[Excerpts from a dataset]
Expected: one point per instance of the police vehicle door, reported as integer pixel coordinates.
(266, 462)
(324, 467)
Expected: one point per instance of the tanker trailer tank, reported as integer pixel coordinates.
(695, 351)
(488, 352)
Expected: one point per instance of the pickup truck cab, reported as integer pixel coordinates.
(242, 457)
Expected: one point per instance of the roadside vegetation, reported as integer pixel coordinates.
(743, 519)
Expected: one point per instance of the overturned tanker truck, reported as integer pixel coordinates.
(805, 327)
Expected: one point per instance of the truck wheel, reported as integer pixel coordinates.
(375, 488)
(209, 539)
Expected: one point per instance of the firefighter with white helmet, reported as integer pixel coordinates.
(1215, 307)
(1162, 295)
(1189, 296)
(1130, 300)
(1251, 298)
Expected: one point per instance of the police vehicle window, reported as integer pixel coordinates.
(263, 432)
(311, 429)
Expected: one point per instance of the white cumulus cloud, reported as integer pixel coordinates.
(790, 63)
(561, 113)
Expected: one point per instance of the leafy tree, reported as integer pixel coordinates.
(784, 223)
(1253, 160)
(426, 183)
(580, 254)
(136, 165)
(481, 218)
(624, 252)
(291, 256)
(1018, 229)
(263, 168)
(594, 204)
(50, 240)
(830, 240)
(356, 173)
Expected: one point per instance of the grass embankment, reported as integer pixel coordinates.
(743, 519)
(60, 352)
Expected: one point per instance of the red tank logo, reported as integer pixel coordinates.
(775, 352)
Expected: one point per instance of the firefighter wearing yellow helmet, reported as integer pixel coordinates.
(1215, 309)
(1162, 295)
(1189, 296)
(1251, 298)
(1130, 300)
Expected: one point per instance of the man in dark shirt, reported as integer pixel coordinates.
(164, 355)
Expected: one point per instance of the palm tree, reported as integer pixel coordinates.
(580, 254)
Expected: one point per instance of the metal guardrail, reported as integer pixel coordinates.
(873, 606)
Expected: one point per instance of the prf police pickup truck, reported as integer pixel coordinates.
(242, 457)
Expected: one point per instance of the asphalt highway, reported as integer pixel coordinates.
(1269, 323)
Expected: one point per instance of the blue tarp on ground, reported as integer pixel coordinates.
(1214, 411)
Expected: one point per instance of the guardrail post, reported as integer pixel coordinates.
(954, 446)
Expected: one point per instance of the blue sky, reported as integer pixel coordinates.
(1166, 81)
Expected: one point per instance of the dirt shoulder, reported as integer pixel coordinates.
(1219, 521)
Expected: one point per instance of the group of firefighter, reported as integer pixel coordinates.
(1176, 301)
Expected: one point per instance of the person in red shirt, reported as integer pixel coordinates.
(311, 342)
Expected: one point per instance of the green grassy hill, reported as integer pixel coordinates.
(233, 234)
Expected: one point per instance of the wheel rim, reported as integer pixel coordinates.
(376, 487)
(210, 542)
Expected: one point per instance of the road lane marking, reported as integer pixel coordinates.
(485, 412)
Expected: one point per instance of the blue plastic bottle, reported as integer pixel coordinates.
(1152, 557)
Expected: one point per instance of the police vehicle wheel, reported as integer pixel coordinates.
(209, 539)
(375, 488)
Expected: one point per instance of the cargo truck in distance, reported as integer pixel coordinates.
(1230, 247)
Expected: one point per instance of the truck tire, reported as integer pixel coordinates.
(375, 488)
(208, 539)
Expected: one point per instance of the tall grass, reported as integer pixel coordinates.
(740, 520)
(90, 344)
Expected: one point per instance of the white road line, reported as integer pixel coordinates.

* **What is needed**
To complete the exercise, print all of the entries exactly.

* **Your response**
Expected: one point per instance of the police vehicle door, reported as integer pixel coordinates.
(266, 462)
(324, 467)
Expected: one point per instance of the tanker trailer tank, reported as integer pixel coordinates.
(695, 351)
(488, 352)
Expected: one point per instance of the pickup truck cab, reported as integer pixel coordinates.
(242, 457)
Expected: one point per instance of the roadside vegetation, reported as integer pixel coordinates.
(743, 519)
Expected: one point per instance of the overturned tanker truck, reported as integer pixel coordinates.
(805, 327)
Expected: one point per instance of the truck wheel, reported as integer pixel coordinates.
(375, 488)
(209, 539)
Expected: one point per instance of the firefighter with white helmet, reported as integer pixel coordinates.
(1215, 307)
(1162, 295)
(1189, 296)
(1130, 300)
(1251, 298)
Expected: one point per instance of the police vehicle window, reported as integer pixel coordinates.
(263, 432)
(311, 429)
Expected: one point per instance of the white cumulus cloud, reported as integer pixel coordinates.
(790, 63)
(561, 113)
Expected: one point per instance of the leafy tree, reported as integer pixel coordinates.
(784, 223)
(1253, 160)
(426, 183)
(580, 254)
(136, 165)
(481, 218)
(624, 252)
(291, 256)
(1018, 229)
(263, 168)
(594, 204)
(50, 240)
(830, 240)
(356, 173)
Expected: one point per instance of the grass embankment, reported as integer pixel coordinates.
(743, 519)
(60, 352)
Expected: one point per instance of the red tank logo, reported as integer pixel coordinates.
(775, 352)
Expected: one point per instance of the firefighter wearing yellow helmet, reported as integer pixel coordinates.
(1215, 309)
(1162, 295)
(1189, 296)
(1251, 298)
(1130, 300)
Expected: one point per instance of the man in dark shirt, reported as integer pixel coordinates.
(164, 355)
Expected: one point per instance of the palm tree, reported as integer pixel coordinates.
(580, 254)
Expected: one point per instance of the metal guardrail, reported as integer pixel coordinates.
(873, 606)
Expected: one point per instance of the prf police pickup truck, reported as integer pixel coordinates.
(242, 457)
Expected: one point per instance of the asphalt highway, reported as integer pixel coordinates.
(1269, 323)
Expected: one point per instance of the blue tarp on ground, reported as integer pixel coordinates.
(1214, 411)
Expected: one point per instance of the guardrail post, reported as integer pixel coordinates.
(954, 446)
Expected: one point per instance of the blue sky, reported as integer pixel coordinates.
(1166, 81)
Expected: one point per instance of the dirt shoulder, reported as integer pixel coordinates.
(1219, 521)
Expected: one point per instance of the group of firefighter, reported as integer pixel coordinates.
(1176, 301)
Expected: one point per instance of the person in red shirt, reported as integer pixel coordinates.
(311, 342)
Expected: one point per instance of the green grassy hill, reported as integer pixel coordinates.
(233, 234)
Expected: one point per instance of the wheel rim, reported as integer pixel coordinates.
(376, 487)
(210, 542)
Expected: one point per instance of the road lane marking, reported as integer pixel coordinates.
(485, 412)
Expected: one point per instance of the blue plastic bottle, reported as integer pixel coordinates.
(1152, 557)
Expected: one point per instance of the police vehicle wheel, reported as integer pixel coordinates.
(209, 539)
(375, 488)
Expected: one point per instance of the cargo truck in distance, reported as integer pixel coordinates.
(1230, 247)
Expected: one point per instance of the truck tire, reported as integer pixel coordinates.
(375, 488)
(208, 539)
Expected: one point per instance of the tall grass, reported as integer pixel coordinates.
(740, 520)
(90, 344)
Expected: one point per instance of the white road line, reported as integer pixel coordinates.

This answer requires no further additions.